## GOAL
Copy the lines word for word, starting at the line containing "Put a dot on each instance of the red 'b'" and ending at the line containing "column 807, row 331", with both included.

## MATERIAL SHOWN
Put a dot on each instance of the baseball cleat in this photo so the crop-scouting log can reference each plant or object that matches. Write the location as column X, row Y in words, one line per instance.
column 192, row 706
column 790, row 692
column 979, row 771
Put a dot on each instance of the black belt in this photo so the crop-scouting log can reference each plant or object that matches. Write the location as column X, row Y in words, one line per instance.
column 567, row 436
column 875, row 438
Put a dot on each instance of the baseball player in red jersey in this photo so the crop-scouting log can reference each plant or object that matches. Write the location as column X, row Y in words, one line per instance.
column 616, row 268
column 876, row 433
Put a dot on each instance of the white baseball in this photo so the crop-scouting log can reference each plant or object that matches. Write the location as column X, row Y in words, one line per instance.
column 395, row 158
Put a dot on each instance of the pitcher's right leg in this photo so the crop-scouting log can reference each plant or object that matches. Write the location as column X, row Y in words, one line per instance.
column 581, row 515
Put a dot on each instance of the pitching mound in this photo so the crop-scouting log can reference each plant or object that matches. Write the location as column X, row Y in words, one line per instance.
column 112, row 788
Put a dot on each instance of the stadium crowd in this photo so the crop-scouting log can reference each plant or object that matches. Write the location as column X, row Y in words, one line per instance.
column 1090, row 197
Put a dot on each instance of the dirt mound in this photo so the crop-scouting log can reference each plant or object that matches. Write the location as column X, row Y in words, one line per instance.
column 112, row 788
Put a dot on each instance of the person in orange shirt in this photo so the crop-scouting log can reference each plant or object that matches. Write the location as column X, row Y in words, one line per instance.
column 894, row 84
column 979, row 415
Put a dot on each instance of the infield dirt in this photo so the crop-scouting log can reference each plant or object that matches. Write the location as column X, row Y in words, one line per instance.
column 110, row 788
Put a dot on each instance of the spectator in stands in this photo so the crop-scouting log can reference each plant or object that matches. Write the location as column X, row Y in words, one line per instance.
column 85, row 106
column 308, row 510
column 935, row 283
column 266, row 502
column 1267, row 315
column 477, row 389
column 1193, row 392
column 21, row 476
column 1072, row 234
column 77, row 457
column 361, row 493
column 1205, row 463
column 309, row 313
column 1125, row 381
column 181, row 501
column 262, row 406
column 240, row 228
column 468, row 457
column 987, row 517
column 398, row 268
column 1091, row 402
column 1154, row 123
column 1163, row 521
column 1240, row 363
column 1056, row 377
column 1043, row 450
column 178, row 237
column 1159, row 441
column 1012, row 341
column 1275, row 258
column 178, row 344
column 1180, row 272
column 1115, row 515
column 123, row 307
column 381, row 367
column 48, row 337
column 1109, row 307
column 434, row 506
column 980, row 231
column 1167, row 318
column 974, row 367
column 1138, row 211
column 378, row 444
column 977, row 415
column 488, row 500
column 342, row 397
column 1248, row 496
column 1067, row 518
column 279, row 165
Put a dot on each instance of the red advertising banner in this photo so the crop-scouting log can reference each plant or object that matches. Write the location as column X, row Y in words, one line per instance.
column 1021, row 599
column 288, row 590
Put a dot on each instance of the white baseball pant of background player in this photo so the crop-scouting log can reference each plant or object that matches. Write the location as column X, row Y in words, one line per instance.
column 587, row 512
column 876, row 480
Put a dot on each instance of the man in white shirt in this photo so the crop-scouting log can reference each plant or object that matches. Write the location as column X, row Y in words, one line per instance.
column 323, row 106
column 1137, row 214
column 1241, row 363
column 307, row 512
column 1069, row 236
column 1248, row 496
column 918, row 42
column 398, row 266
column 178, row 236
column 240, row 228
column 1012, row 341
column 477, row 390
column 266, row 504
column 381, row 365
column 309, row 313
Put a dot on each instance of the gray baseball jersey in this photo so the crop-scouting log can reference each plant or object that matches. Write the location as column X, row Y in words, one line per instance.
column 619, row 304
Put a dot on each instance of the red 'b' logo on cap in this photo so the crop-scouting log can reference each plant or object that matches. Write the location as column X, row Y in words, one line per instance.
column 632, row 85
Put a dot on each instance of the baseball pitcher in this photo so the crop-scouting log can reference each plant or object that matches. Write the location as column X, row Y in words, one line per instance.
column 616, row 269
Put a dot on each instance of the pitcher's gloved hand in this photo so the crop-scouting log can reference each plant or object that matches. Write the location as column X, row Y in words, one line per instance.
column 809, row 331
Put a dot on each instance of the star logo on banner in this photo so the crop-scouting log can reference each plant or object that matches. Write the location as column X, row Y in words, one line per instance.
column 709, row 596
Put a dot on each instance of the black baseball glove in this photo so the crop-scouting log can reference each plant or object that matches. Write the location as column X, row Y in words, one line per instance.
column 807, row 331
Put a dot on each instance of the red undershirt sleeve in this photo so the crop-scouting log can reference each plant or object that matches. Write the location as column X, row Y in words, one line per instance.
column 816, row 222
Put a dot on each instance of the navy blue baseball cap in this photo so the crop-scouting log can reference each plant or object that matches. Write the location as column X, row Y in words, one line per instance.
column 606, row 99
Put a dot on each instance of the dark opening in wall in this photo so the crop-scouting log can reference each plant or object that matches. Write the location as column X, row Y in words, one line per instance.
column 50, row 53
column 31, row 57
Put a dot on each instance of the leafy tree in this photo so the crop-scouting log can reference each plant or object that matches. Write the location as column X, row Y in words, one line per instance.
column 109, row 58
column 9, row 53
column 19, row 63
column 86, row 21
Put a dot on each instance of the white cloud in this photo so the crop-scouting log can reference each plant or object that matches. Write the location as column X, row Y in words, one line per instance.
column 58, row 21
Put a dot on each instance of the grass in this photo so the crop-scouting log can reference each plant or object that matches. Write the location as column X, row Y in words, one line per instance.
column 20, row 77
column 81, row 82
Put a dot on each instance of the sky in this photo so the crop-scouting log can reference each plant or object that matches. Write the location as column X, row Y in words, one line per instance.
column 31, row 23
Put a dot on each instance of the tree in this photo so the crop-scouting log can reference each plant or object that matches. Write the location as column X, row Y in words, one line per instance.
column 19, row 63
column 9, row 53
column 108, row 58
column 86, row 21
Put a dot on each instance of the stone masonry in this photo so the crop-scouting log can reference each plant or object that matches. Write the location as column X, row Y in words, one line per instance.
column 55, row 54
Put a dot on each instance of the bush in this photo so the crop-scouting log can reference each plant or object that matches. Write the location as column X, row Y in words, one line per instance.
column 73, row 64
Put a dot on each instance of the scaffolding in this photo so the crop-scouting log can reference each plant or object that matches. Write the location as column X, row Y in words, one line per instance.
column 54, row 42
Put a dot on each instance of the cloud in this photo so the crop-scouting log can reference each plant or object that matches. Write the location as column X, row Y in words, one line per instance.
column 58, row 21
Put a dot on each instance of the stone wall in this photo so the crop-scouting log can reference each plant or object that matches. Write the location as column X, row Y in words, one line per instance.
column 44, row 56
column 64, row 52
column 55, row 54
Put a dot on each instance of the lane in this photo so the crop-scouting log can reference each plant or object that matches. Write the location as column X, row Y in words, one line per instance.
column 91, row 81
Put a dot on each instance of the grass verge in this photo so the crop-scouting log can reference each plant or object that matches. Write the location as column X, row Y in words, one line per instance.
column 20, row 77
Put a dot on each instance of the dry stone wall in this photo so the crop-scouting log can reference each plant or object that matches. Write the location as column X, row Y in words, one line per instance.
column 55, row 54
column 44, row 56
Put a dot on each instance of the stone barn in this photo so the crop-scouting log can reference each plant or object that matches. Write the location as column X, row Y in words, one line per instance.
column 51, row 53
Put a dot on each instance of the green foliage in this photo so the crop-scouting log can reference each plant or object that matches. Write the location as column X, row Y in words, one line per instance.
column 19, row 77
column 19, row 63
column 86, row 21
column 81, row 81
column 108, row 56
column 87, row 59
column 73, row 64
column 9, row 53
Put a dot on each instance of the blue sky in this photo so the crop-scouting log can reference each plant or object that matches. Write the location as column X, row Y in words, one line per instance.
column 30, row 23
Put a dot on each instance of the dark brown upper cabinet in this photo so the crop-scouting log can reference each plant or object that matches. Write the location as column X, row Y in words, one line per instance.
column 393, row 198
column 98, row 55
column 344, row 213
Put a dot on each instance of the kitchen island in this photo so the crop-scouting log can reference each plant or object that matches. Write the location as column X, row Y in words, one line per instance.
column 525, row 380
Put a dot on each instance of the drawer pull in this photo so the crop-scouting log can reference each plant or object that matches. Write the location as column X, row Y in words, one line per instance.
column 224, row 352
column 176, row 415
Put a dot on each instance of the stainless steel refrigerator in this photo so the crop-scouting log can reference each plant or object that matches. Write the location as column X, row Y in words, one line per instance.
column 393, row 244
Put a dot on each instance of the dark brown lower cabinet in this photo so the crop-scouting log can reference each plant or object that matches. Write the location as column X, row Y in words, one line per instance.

## SOLUTION TO THIS PROBLEM
Put a dot on each instance of the red 'b' logo on cap in this photo so the crop-scouting log can reference each plant or object that matches. Write the location as column X, row Y in words, one line per instance.
column 632, row 85
Put a dot on each instance of the baseball pitcher in this photo so the crop-scouting log can reference each plant or object that matches. Write the location as column X, row Y in words, one line per instance.
column 616, row 269
Put a dot on each instance of the pitcher's gloved hand in this photo so the crop-scouting log can reference each plant or object that matches. Write the location as column X, row Y in words, one line per instance.
column 809, row 331
Put a dot on each instance of the star logo on banner in this photo so the crop-scouting log can reference each plant or object that matches. Write the location as column X, row Y in words, one line per instance.
column 709, row 596
Put a dot on each instance of the black baseball glove in this photo so the crop-scouting log can reference each plant or object that matches. Write the location as column X, row Y in words, one line per instance.
column 807, row 331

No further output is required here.